» Requirements
Reproduce verbatim the part of the material that opens with the line containing "User intent: locate the car windshield" and closes with the line containing "[[0, 0, 400, 146]]", with both of those lines included. Give only those lines.

» Data provided
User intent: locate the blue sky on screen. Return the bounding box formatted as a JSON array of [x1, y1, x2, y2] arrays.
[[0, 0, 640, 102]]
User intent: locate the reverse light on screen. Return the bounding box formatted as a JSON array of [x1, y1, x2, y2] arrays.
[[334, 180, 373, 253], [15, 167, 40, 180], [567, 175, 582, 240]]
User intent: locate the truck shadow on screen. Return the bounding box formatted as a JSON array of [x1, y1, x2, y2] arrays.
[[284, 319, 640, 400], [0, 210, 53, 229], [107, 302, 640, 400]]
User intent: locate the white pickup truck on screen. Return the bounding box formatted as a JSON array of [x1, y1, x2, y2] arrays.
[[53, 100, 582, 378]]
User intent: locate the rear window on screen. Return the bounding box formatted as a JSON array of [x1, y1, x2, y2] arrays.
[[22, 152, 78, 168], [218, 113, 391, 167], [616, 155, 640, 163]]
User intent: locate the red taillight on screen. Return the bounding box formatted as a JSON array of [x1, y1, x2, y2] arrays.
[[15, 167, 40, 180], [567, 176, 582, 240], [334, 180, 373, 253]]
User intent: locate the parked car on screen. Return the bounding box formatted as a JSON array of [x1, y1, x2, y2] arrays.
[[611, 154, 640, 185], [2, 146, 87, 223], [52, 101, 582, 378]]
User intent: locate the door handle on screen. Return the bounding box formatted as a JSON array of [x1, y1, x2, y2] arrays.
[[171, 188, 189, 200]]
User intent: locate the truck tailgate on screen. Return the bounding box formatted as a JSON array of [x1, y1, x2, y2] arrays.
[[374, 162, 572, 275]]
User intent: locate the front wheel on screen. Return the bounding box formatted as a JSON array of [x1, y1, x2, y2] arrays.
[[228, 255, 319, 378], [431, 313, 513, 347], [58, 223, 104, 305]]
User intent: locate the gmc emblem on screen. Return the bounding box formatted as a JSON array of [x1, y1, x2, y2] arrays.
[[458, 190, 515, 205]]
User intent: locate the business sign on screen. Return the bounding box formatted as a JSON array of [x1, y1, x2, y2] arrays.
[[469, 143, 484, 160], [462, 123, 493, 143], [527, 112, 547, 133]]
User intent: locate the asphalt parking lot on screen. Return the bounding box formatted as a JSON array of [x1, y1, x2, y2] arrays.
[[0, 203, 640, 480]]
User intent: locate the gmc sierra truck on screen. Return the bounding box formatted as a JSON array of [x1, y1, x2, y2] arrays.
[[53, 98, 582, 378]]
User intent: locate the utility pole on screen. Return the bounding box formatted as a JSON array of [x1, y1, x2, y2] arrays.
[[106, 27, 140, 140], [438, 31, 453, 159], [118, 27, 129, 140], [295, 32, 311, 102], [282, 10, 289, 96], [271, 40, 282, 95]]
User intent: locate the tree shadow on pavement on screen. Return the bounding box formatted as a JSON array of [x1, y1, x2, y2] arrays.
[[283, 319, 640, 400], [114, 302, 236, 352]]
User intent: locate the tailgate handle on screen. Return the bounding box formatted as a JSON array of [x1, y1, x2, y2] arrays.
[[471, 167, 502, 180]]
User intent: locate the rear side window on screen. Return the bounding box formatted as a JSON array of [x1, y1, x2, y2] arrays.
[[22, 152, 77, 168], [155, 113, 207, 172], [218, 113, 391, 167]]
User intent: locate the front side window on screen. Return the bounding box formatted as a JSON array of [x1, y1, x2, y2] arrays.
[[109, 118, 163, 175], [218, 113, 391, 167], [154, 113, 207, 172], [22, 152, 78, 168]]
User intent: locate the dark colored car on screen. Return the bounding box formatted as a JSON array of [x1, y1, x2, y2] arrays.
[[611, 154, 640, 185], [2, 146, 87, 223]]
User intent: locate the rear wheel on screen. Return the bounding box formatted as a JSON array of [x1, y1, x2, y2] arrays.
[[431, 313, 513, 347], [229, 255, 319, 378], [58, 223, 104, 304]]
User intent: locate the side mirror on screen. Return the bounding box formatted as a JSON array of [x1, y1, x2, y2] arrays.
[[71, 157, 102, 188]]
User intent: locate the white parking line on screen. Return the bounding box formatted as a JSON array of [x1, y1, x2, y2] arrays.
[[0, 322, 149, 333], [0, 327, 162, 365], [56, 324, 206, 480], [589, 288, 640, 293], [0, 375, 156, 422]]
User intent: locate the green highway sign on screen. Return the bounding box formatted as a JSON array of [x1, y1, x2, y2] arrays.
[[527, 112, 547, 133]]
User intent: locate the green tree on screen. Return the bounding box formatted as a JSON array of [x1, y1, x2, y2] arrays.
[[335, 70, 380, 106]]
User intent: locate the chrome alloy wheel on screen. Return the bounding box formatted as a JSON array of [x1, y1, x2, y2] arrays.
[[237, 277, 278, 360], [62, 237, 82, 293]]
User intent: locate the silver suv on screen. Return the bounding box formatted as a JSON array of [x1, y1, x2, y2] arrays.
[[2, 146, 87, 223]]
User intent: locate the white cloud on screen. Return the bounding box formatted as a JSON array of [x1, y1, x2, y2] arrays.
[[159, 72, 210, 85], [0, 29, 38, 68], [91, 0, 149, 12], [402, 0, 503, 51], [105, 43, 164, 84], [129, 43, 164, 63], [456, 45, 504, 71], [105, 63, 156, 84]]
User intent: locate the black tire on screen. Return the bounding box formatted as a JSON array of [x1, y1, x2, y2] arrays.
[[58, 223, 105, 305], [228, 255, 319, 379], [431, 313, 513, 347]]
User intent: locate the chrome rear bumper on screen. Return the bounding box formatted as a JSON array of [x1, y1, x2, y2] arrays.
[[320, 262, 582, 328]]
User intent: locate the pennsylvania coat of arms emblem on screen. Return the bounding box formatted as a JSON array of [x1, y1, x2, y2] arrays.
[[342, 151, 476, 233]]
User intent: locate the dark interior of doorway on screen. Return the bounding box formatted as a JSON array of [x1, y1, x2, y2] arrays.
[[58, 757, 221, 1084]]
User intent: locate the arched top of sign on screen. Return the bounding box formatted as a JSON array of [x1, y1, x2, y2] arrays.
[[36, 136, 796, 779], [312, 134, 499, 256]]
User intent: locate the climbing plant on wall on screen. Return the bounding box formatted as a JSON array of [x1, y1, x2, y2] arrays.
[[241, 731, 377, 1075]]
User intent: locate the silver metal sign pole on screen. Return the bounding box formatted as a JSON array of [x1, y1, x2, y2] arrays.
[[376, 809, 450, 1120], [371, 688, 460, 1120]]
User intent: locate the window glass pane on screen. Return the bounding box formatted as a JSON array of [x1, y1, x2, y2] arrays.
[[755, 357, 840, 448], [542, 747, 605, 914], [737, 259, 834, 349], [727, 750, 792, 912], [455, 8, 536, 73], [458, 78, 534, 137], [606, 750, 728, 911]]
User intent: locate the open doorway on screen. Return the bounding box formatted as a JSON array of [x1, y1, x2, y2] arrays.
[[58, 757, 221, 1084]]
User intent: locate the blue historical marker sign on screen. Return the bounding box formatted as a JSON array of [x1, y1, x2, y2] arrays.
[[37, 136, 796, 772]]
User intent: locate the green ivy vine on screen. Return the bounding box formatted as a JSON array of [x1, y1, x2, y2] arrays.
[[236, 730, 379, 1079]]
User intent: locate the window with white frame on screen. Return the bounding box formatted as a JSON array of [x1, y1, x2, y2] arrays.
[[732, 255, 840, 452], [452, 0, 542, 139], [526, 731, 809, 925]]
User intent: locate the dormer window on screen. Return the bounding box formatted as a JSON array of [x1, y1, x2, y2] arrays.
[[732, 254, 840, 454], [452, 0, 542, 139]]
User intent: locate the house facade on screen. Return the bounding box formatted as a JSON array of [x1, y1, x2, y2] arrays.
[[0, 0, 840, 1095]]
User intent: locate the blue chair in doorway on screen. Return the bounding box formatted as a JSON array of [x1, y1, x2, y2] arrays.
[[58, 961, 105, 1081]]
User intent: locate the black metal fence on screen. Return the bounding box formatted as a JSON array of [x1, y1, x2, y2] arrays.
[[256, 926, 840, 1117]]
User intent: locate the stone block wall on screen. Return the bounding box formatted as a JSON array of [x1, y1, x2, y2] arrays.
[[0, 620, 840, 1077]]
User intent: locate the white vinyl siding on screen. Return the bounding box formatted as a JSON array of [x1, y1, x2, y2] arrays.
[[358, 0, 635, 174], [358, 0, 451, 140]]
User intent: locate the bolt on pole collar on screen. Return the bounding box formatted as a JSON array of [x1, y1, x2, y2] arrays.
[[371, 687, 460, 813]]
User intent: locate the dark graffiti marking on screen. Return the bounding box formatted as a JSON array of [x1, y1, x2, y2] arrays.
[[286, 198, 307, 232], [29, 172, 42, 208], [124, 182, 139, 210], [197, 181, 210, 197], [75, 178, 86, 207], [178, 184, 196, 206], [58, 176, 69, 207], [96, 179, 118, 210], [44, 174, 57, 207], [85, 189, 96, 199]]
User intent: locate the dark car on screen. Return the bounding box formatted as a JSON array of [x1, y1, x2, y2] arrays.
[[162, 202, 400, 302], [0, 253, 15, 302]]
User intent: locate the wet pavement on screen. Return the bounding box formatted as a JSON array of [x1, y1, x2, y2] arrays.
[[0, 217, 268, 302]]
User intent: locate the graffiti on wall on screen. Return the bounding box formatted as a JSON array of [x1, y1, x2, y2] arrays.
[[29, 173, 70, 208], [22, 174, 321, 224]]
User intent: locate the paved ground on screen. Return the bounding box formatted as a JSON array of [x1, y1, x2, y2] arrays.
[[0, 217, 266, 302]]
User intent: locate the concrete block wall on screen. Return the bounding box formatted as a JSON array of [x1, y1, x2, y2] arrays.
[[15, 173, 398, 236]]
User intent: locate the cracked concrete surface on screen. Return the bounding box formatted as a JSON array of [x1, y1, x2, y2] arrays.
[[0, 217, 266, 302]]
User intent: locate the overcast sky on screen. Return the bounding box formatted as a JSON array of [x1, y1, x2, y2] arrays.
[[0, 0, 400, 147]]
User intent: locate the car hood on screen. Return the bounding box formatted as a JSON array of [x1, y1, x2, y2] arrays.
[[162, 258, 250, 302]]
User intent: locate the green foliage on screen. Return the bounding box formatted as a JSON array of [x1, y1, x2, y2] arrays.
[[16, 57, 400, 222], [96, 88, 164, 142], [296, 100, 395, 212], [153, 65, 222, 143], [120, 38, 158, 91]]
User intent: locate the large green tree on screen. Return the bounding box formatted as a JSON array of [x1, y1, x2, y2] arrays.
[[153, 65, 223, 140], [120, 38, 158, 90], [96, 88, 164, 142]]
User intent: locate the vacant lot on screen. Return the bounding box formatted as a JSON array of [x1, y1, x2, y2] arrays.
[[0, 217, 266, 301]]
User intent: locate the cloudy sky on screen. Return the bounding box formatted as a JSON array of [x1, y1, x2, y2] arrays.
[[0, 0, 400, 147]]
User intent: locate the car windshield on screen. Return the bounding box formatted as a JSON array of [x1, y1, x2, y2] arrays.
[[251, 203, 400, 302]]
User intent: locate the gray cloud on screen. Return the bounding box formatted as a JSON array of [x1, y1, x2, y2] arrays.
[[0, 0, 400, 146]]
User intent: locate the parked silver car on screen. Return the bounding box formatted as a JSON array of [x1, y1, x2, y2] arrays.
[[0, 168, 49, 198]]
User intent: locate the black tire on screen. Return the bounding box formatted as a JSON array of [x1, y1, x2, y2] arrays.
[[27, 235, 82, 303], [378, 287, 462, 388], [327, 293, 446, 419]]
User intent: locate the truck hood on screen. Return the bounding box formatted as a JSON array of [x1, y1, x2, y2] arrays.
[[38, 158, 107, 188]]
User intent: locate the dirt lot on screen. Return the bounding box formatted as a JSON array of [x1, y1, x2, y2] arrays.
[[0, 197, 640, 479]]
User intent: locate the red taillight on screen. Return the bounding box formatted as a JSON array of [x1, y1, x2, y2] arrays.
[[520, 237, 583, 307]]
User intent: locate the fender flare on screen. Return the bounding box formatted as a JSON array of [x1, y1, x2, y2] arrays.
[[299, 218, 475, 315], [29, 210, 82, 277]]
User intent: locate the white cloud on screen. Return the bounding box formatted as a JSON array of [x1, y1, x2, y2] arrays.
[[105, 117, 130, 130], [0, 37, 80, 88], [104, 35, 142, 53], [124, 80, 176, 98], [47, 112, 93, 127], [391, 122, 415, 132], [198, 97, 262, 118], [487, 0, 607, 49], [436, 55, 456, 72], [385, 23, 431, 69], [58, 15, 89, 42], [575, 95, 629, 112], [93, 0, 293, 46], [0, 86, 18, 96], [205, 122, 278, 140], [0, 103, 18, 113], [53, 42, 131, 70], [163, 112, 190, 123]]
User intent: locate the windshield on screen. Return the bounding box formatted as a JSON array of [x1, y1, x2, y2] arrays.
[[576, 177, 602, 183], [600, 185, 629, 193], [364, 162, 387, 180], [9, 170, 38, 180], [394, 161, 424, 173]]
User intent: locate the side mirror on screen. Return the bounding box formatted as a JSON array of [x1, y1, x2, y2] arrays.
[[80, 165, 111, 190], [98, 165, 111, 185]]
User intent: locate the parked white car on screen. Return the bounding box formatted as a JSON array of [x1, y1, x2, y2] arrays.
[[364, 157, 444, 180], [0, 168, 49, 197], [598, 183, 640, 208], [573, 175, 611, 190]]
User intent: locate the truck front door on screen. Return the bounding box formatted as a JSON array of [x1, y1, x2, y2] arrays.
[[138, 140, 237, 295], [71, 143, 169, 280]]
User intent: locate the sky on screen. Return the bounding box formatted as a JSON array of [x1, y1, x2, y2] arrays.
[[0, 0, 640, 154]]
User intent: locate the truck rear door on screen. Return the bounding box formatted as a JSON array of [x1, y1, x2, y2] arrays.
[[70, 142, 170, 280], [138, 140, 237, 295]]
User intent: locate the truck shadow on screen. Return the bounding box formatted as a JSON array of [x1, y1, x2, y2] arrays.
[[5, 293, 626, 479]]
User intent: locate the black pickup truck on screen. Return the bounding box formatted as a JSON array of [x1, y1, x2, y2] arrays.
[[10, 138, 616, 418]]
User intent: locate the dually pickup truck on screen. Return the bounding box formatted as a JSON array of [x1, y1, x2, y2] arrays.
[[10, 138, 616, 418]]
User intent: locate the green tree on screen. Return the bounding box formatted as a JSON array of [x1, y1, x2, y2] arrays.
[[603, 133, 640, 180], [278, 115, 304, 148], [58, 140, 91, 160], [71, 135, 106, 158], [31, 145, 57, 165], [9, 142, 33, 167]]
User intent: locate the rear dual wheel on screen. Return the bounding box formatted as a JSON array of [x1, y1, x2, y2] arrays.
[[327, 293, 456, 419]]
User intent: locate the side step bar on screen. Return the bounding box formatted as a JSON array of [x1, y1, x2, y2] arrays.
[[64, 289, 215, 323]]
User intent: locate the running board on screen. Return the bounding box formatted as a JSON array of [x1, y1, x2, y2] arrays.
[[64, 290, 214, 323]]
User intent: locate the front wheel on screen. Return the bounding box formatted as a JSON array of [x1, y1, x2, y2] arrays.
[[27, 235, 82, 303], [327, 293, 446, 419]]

» Completed task
User intent: locate the car windshield on screen. Return the bounding box formatted as a JSON array of [x1, y1, x2, y2] arrays.
[[251, 203, 400, 302]]
User intent: locate the gray cloud on screen. Return the bounding box formatted as a JSON array of [x1, y1, x2, y2] arrays.
[[0, 0, 400, 146]]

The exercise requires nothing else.